--- START Text section ---

Okay that's another that's 1 I haven't heard we've done several rules of thumb before but that's that's another good 1 so a thousand queries per second for a single query check.

Nikolay

18:45

It's very relative also how many vCPUs we have. If we have less, it can hit faster. Although we couldn't reproduce exactly the same nature as we see on huge machines like 196 cores, we couldn't reproduce that nature on 8 core machines at all. So yeah, it's for big boys only, you know. This is, yeah, this is, like, or maybe for adults. So young projects don't experience these problems.

Michael

19:22

That's a good point actually the startups that have hit this that you've written about and things have tended to be further along in their journeys huge huge but yeah but still growing quickly and it's even a bigger problem at that point but yeah good point should we move on?

Nikolay

19:37

Yeah so the next 1 is our usual suspect right it's a wraparound of 8 byte transaction ID and multi-exact ID. So many words already said about this. It just bothers me that monitoring doesn't cover, for example, usually doesn't cover multi-exact IDs. And people still don't have alerts and so on. So it's sad. Yeah, it's easy to create these days.

--- END Text section ---
--- START Listed records ---

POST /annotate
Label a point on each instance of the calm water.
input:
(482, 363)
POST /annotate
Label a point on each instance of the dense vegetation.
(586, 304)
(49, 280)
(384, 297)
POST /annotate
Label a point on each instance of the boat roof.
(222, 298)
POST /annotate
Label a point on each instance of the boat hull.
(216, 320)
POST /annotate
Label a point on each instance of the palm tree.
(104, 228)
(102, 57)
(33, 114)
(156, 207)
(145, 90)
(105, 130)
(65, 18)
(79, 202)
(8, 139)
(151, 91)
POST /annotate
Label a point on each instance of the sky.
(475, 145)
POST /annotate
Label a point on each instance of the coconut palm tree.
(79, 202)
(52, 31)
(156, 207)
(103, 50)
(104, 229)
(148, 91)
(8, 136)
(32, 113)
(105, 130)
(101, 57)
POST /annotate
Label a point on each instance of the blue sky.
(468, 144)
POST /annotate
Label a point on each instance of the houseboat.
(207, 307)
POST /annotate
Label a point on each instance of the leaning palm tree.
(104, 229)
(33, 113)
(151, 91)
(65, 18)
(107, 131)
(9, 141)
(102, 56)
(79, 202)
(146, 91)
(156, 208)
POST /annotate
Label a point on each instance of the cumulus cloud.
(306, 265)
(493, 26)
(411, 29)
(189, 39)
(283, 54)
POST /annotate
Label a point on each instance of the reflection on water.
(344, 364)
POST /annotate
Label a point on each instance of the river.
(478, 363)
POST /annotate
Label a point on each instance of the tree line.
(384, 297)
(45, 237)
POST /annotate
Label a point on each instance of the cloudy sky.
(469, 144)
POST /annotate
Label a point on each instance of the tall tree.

--- END Listed records ---

■ Request ■
Please repeat the transcript word for word, starting at "It's very relative" and ending at "experience these problems.". The lines above have no connection to the transcript.

■ Final answer ■
It's very relative also how many vCPUs we have. If we have less, it can hit faster. Although we couldn't reproduce exactly the same nature as we see on huge machines like 196 cores, we couldn't reproduce that nature on 8 core machines at all. So yeah, it's for big boys only, you know. This is, yeah, this is, like, or maybe for adults. So young projects don't experience these problems.